Copy the lines below verbatim, keeping every character, space, and line break unchanged.

<<<<

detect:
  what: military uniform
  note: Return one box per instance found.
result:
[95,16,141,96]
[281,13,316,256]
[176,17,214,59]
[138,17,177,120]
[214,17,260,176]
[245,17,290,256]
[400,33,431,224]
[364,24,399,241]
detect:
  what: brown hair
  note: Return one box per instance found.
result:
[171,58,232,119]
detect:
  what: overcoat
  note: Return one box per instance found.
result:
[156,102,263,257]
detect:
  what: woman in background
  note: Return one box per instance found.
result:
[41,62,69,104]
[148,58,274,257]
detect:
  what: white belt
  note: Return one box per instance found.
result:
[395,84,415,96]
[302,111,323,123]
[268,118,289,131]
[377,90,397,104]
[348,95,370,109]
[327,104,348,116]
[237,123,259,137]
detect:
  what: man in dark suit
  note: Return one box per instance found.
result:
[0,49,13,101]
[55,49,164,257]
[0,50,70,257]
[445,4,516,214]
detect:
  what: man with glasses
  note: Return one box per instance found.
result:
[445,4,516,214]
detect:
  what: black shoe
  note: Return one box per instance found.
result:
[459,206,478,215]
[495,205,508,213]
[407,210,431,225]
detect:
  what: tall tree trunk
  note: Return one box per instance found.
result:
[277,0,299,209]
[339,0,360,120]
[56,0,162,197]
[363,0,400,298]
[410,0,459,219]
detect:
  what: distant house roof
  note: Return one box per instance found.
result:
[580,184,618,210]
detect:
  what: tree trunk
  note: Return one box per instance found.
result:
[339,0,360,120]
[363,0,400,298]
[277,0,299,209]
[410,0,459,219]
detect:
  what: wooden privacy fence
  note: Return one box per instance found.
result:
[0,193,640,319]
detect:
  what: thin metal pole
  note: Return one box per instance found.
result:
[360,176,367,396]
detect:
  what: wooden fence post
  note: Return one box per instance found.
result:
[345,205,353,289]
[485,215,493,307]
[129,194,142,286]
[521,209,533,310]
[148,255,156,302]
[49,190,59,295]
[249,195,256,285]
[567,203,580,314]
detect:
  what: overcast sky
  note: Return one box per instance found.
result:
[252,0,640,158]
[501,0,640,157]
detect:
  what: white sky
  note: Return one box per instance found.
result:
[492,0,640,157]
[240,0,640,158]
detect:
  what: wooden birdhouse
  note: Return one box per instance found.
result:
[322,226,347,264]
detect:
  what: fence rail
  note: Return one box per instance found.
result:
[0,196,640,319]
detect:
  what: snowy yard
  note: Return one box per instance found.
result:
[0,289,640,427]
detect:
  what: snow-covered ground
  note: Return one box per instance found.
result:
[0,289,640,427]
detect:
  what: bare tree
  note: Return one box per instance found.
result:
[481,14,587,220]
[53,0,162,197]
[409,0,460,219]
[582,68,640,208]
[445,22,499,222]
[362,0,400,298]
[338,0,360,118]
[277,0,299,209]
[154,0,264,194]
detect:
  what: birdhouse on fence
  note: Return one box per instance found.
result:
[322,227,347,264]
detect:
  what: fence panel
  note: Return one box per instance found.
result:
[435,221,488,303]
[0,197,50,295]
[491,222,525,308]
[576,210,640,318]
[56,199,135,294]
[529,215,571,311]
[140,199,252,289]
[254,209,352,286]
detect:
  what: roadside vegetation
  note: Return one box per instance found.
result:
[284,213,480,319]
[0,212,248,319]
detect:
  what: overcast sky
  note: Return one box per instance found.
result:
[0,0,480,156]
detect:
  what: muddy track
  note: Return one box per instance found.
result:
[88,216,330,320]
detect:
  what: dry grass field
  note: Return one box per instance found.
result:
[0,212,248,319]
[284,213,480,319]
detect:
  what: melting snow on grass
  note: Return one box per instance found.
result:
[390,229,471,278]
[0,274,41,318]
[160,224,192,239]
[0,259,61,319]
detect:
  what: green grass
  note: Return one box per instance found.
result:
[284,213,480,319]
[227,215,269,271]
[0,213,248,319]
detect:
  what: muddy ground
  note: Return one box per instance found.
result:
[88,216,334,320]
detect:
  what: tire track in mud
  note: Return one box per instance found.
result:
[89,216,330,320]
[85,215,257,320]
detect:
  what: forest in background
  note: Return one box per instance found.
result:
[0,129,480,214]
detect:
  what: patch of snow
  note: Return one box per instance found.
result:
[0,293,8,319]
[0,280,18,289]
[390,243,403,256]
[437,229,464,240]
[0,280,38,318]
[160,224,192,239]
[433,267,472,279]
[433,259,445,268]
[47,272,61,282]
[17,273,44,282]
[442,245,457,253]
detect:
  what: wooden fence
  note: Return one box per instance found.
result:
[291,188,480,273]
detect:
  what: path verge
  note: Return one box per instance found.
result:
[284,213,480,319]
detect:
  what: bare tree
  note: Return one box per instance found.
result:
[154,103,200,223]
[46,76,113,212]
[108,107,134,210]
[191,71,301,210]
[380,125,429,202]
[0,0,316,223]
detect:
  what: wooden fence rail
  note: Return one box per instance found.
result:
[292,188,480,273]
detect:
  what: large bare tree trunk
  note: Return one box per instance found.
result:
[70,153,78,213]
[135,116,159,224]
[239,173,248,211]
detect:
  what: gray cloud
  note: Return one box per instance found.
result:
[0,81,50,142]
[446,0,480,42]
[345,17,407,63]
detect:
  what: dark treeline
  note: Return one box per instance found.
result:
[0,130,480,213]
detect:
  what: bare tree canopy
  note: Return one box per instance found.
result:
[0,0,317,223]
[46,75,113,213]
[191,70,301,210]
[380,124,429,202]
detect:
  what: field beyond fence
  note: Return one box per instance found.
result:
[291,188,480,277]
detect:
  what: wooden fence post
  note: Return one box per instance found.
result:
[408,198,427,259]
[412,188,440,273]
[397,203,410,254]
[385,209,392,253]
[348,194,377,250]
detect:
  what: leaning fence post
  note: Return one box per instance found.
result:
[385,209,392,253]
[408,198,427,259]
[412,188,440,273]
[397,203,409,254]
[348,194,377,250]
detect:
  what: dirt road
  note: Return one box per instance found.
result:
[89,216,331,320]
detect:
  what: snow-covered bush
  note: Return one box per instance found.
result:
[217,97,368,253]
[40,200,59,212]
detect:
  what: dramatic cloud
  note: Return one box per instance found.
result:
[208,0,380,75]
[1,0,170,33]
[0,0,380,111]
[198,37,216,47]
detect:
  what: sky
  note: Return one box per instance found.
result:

>>>>

EXERCISE RESULT:
detect:
  what: military uniform
  note: Return one box per instance found.
result:
[95,16,141,96]
[281,13,316,256]
[176,17,214,59]
[138,17,177,120]
[214,17,260,176]
[245,17,290,256]
[400,33,431,224]
[364,24,399,241]
detect:
  what: brown hair
  note: Return one box per instance found.
result:
[171,58,232,119]
detect:
  what: overcoat
  note: Return one box per instance found.
result:
[156,102,263,257]
detect:
  what: woman in background
  note: Return one box per instance found.
result:
[41,62,69,104]
[148,58,274,257]
detect:
  what: white belt
  note: Return one box per instance found.
result:
[395,84,415,96]
[302,111,323,123]
[268,118,289,131]
[377,90,397,104]
[348,95,370,109]
[327,104,348,116]
[237,123,259,137]
detect:
  what: man in dark suit
  note: Return one box per instance found.
result:
[0,49,13,101]
[55,49,164,257]
[0,50,70,257]
[445,4,516,214]
detect:
  what: man with glasses
  note: Return one box per instance found.
result:
[445,4,516,214]
detect:
  what: black shoe
  note: Return one box per instance found.
result:
[459,206,478,215]
[495,205,508,213]
[407,210,431,225]
detect:
  what: tall tree trunk
  note: Return one box per instance found.
result:
[277,0,299,209]
[339,0,360,120]
[56,0,162,197]
[363,0,400,298]
[410,0,459,219]
detect:
  what: distant house roof
  note: Return one box per instance found.
result:
[580,184,618,210]
detect:
  what: tree trunk
  note: Return one box per instance found.
result:
[339,0,360,120]
[363,0,400,298]
[277,0,299,209]
[410,0,459,219]
detect:
  what: wooden privacy fence
  note: Return one box per instance found.
result:
[0,193,640,319]
detect:
  what: thin metal pole
  note: Return one box per instance found.
result:
[360,176,367,396]
detect:
  what: wooden fence post
  note: Return one box per instance found.
result:
[345,205,353,289]
[485,215,493,307]
[129,194,142,286]
[521,209,533,310]
[148,255,156,302]
[49,190,59,295]
[249,195,256,285]
[567,203,580,314]
detect:
  what: overcast sky
  note: Return one box per instance found.
result:
[252,0,640,158]
[501,0,640,157]
detect:
  what: white sky
  note: Return one box per instance found.
result:
[492,0,640,157]
[240,0,640,158]
detect:
  what: wooden birdhouse
  note: Return one box per instance found.
result:
[322,226,347,264]
detect:
  what: fence rail
  note: Return one box per instance found.
result:
[0,196,640,319]
detect:
  what: snowy yard
  note: Return one box per instance found.
result:
[0,289,640,427]
detect:
  what: snow-covered ground
  note: Return one box per instance found.
result:
[0,289,640,427]
detect:
  what: bare tree
  note: Return one box per instance found.
result:
[481,14,587,220]
[53,0,162,197]
[409,0,460,219]
[582,68,640,208]
[445,22,499,222]
[362,0,400,298]
[338,0,360,118]
[277,0,299,209]
[154,0,264,194]
detect:
  what: birdhouse on fence
  note: Return one box per instance found.
result:
[322,227,347,264]
detect:
  what: fence panel
  note: Return one box per instance found.
result:
[435,221,488,303]
[0,197,50,295]
[491,222,525,308]
[576,210,640,318]
[56,199,135,294]
[529,215,571,311]
[140,199,252,289]
[254,209,352,286]
detect:
  what: roadside vegetation
  note: Return one box per instance found.
result:
[284,213,480,319]
[0,212,248,319]
detect:
  what: overcast sky
  note: Return one box per instance found.
result:
[0,0,480,156]
detect:
  what: muddy track
  note: Return one box per instance found.
result:
[88,216,330,320]
detect:
  what: dry grass field
  note: Return one box per instance found.
result:
[0,212,248,319]
[284,213,480,319]
detect:
  what: melting snow on grass
  note: Return one box per instance found.
result:
[390,229,471,278]
[0,274,41,318]
[160,224,192,239]
[0,259,61,319]
detect:
  what: green grass
  note: Return one box per instance found.
result:
[284,213,480,319]
[227,215,269,271]
[0,213,248,319]
detect:
  what: muddy ground
  note: Return one box per instance found.
result:
[88,216,334,320]
detect:
  what: tire track in mud
  note: Return one box per instance found.
result:
[89,216,330,320]
[85,215,257,320]
detect:
  what: forest in background
  note: Return one box per instance found.
result:
[0,129,480,214]
detect:
  what: patch of snow
  note: Return one box per instance found.
result:
[0,293,8,319]
[0,280,18,289]
[390,243,403,256]
[437,229,464,240]
[0,280,38,318]
[160,224,192,239]
[433,267,472,279]
[433,259,445,268]
[47,272,61,282]
[17,273,44,282]
[442,245,457,253]
detect:
  what: wooden fence
  note: Return one box per instance found.
result:
[291,188,480,273]
detect:
  what: path verge
  note: Return one box per instance found.
result:
[284,213,480,319]
detect:
  what: bare tree
  note: Return one box per instance found.
result:
[154,103,200,223]
[46,76,113,212]
[108,107,134,210]
[191,71,301,210]
[380,125,429,202]
[0,0,316,223]
detect:
  what: wooden fence rail
  note: Return one box per instance found.
result:
[292,188,480,273]
detect:
  what: large bare tree trunk
  note: Return one box per instance found.
result:
[70,153,78,213]
[135,116,159,224]
[239,173,248,211]
detect:
  what: gray cloud
  note: Return one box per instance found.
result:
[0,81,50,142]
[446,0,480,42]
[345,17,407,63]
detect:
  what: dark treeline
  note: Return one box per instance found.
result:
[0,130,480,213]
detect:
  what: bare tree canopy
  note: Return one box per instance found.
result:
[0,0,317,223]
[46,75,113,213]
[191,70,301,210]
[380,124,429,202]
detect:
  what: field beyond fence
  note: Return one box per instance found.
result:
[291,188,480,277]
detect:
  what: wooden fence post
  note: Return one box per instance found.
result:
[408,198,427,259]
[412,188,440,273]
[397,203,410,254]
[385,209,392,253]
[348,194,377,250]
detect:
  what: leaning fence post
  note: Return one box per instance found.
result:
[385,209,392,253]
[408,198,427,259]
[412,188,440,273]
[397,203,409,254]
[348,194,377,250]
detect:
  what: dirt road
  note: Return one box per instance found.
result:
[89,216,331,320]
detect:
  what: snow-covered bush
  note: Return one box per instance found.
result:
[217,97,368,253]
[40,200,59,212]
detect:
  what: dramatic cloud
  note: Return one box per instance found.
result:
[208,0,380,75]
[1,0,170,33]
[0,0,380,111]
[198,37,216,47]
detect:
  what: sky
  note: Return one box per instance found.
result:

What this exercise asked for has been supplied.